— START OF Available records —
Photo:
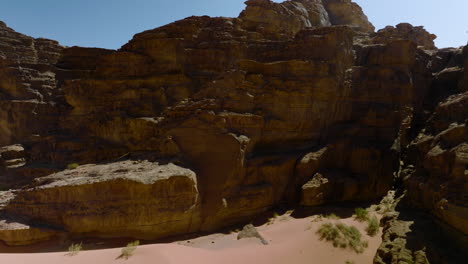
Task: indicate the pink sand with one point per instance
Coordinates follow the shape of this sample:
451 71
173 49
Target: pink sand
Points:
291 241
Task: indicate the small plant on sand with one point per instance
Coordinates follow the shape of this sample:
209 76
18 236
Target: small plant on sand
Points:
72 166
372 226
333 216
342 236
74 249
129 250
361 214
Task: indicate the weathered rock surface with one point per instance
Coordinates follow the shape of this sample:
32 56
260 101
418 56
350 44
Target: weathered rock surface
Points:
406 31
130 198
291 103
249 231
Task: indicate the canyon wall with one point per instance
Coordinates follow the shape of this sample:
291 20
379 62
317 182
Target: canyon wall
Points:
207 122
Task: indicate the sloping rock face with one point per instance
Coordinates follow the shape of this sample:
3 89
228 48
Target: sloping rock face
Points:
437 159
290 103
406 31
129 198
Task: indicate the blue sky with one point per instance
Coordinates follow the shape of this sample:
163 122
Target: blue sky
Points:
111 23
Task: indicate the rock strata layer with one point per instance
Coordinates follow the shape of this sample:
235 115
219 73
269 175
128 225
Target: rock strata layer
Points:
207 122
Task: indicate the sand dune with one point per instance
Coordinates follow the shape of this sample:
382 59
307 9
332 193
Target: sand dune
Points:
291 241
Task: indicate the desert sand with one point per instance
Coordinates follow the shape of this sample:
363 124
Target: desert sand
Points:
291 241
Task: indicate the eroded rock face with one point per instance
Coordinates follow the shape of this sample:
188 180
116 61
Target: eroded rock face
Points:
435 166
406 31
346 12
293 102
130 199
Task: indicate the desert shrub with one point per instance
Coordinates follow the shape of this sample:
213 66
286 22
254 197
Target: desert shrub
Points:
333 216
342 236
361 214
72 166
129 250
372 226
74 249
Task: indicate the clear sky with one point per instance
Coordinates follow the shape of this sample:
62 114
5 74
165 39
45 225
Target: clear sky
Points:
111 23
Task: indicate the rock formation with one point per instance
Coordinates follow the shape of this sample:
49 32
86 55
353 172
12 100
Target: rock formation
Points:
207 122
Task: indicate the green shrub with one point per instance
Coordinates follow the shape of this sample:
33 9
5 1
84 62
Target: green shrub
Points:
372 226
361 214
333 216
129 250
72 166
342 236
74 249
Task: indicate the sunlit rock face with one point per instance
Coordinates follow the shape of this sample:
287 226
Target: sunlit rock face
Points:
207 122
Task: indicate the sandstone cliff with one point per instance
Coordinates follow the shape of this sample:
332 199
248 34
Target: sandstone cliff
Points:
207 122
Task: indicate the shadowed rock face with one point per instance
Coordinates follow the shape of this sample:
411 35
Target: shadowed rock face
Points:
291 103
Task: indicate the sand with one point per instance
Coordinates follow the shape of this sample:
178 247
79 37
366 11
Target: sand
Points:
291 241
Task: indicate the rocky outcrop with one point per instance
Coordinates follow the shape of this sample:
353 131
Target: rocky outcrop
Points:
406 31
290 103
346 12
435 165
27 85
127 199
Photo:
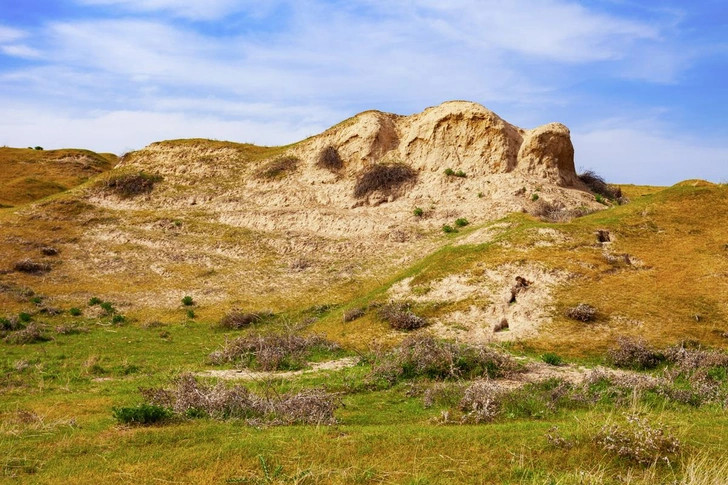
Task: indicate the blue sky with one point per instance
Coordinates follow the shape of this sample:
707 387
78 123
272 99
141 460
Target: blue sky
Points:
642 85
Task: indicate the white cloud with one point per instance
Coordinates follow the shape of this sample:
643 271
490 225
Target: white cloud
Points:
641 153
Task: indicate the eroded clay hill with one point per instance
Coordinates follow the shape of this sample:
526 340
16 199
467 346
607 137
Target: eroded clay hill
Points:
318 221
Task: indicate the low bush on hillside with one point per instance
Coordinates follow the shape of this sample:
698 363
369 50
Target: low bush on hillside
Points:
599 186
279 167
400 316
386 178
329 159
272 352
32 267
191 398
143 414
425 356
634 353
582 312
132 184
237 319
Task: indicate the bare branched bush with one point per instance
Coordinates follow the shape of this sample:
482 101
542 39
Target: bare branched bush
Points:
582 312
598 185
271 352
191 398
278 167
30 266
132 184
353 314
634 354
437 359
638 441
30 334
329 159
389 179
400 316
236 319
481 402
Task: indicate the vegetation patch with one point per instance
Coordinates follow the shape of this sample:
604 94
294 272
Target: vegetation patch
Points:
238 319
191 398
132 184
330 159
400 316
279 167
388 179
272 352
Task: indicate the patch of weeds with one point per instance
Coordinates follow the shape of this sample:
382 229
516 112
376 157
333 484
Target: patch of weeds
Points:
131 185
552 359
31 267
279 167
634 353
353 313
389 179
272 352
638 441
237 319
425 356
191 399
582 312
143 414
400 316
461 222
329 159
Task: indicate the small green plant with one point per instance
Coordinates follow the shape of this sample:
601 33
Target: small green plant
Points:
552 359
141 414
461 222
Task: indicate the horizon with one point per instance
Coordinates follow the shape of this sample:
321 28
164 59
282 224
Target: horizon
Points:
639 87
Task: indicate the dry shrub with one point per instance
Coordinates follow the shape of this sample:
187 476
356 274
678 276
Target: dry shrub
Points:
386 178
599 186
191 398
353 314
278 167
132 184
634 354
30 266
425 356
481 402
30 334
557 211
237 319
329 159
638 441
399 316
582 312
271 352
— END OF Available records —
Set each line of the records down exactly, leaving every picture out.

Reply to the exercise:
Photo:
Task: indicate the pink sand with one point per instance
Coordinates follow the shape of this sample:
451 71
173 49
Target: pink sand
Points:
291 241
Task: indicate the small plant on sand with one point per instance
Coordinates follow the shape of this sample:
209 76
18 236
Target: small plant on sand
Points:
72 166
372 226
333 216
342 236
74 249
129 250
361 214
Task: indicate the weathered rock surface with one point per instance
Coordinates follow the shape of this sample:
32 56
260 101
418 56
350 44
Target: weathered rock surface
Points:
406 31
130 198
291 103
249 231
Task: indicate the canyon wall with one point per instance
Coordinates follow the shape of this sample:
291 20
379 62
317 182
Target: canyon wall
Points:
207 122
Task: indicate the sloping rock face with one point per instance
Coordinates follow the shape of this sample:
3 89
228 48
Target: sloping rock face
Points:
437 159
290 103
406 31
129 198
Task: indicate the blue sky with one point per instance
Coordinates follow the shape of this sample:
163 122
Target: blue sky
Points:
111 23
Task: indicate the rock strata layer with one point per instance
Coordinates follow the shape of this sample:
235 115
219 73
269 175
128 225
Target: rock strata layer
Points:
207 122
Task: indicate the sand dune with one point per instance
Coordinates follow the shape of this sample:
382 59
307 9
332 193
Target: sand dune
Points:
291 241
Task: indicate the desert sand with one point per instance
Coordinates follow the shape of this sample:
363 124
Target: desert sand
Points:
291 241
Task: indicate the eroded rock face with one point per instance
Coordinates follow the shape of this sample:
188 180
116 61
Target: eroded rock face
Points:
435 166
406 31
346 12
293 102
130 199
Task: indicate the desert shrub with one point per instance
Coordinates follow the shape of this sample:
213 66
286 22
254 197
Target: desert shrub
Points:
333 216
342 236
361 214
72 166
129 250
372 226
74 249
Task: indicate the clear sky with one point per instance
Coordinates follow the shape of this sample:
62 114
5 74
165 39
45 225
Target: clear sky
Points:
111 23
Task: indicate the rock formation with one point per instance
Coordinates follow the shape of this sample:
49 32
86 55
353 172
12 100
Target: rock formation
Points:
207 122
Task: indicate the green shrub with one point per instance
Coordinates follow the shape of this sample:
33 9
5 1
84 62
Target: green shrub
Points:
372 226
361 214
333 216
129 250
72 166
342 236
74 249
Task: indicate the sunlit rock face with one point per instance
Coordinates follow the shape of this sample:
287 226
Target: sunlit rock face
Points:
207 122
Task: indicate the sandstone cliff with one point per instance
Coordinates follow the shape of this sample:
332 199
248 34
Target: sandstone cliff
Points:
207 122
Task: indicate the shadowed rock face with one point per instance
Coordinates follow the shape of this sample:
411 35
Target: shadowed rock face
Points:
291 103
Task: indicate the sand with one point per instance
Coordinates follow the shape of this sample:
178 247
79 37
366 11
Target: sand
Points:
291 241
Task: indicate the rocky outcrop with one point per instance
Coordinates follow the shape of this sample:
353 131
Target: rocky outcrop
Points:
406 31
290 103
346 12
435 165
27 85
127 199
Photo:
Task: indicate the blue sky with one point per instance
Coordinates follow the shape of this sample:
707 387
78 123
272 99
141 460
Target: blue sky
Points:
642 85
Task: indicate the white cloud with one point per instance
Coordinates follow the shape of this sample:
643 271
490 225
Target: white cloud
Points:
641 153
Task: indicate the eroded clay hill with one point per instance
Coordinates follow the shape of this sample:
526 340
16 199
467 346
607 137
Target: eroded clay hill
Points:
318 221
Task: indicate the low bush on hillside with one point per instance
Coordinates follow the shape of this sample:
698 363
369 50
Target: low bush on hillside
Points:
599 186
279 167
400 316
386 178
329 159
272 352
32 267
191 398
143 414
425 356
634 353
582 312
132 184
237 319
Task: indicate the bare branched bush with one point per instance
Coordinates follow the shape of this sample:
482 101
542 39
Target: bare branched bush
Points:
582 312
598 185
271 352
191 398
278 167
30 266
132 184
353 314
634 354
437 359
638 441
30 334
329 159
389 179
400 316
236 319
481 402
Task: indicate the vegetation patch with one point per instance
Coordinates follow the shape of this sample:
604 94
294 272
Target: vegetation patch
Points:
238 319
191 398
132 184
330 159
400 316
279 167
388 179
272 352
Task: indicate the patch of weeds with one point per instance
Coordinates follow the shape of this sample:
382 229
516 112
376 157
333 484
Target: patch of weeds
Points:
131 185
552 359
31 267
279 167
634 353
353 313
389 179
272 352
638 441
237 319
425 356
191 399
582 312
143 414
400 316
461 222
329 159
Task: indicate the small green plant with one point per instance
Coordinates follow the shape of this sample:
601 33
Target: small green plant
Points:
552 359
141 414
461 222
Task: indicate the horizon with one point per instance
Coordinates follow the shape of this sample:
321 28
164 59
282 224
Target: horizon
Points:
639 87
Task: indicate the dry shrub with one point per instance
Coordinates follow the shape of this sample:
187 476
356 274
678 276
Target: dry shrub
Points:
386 178
599 186
191 398
353 314
278 167
132 184
634 354
30 266
425 356
481 402
30 334
557 211
237 319
329 159
638 441
399 316
582 312
271 352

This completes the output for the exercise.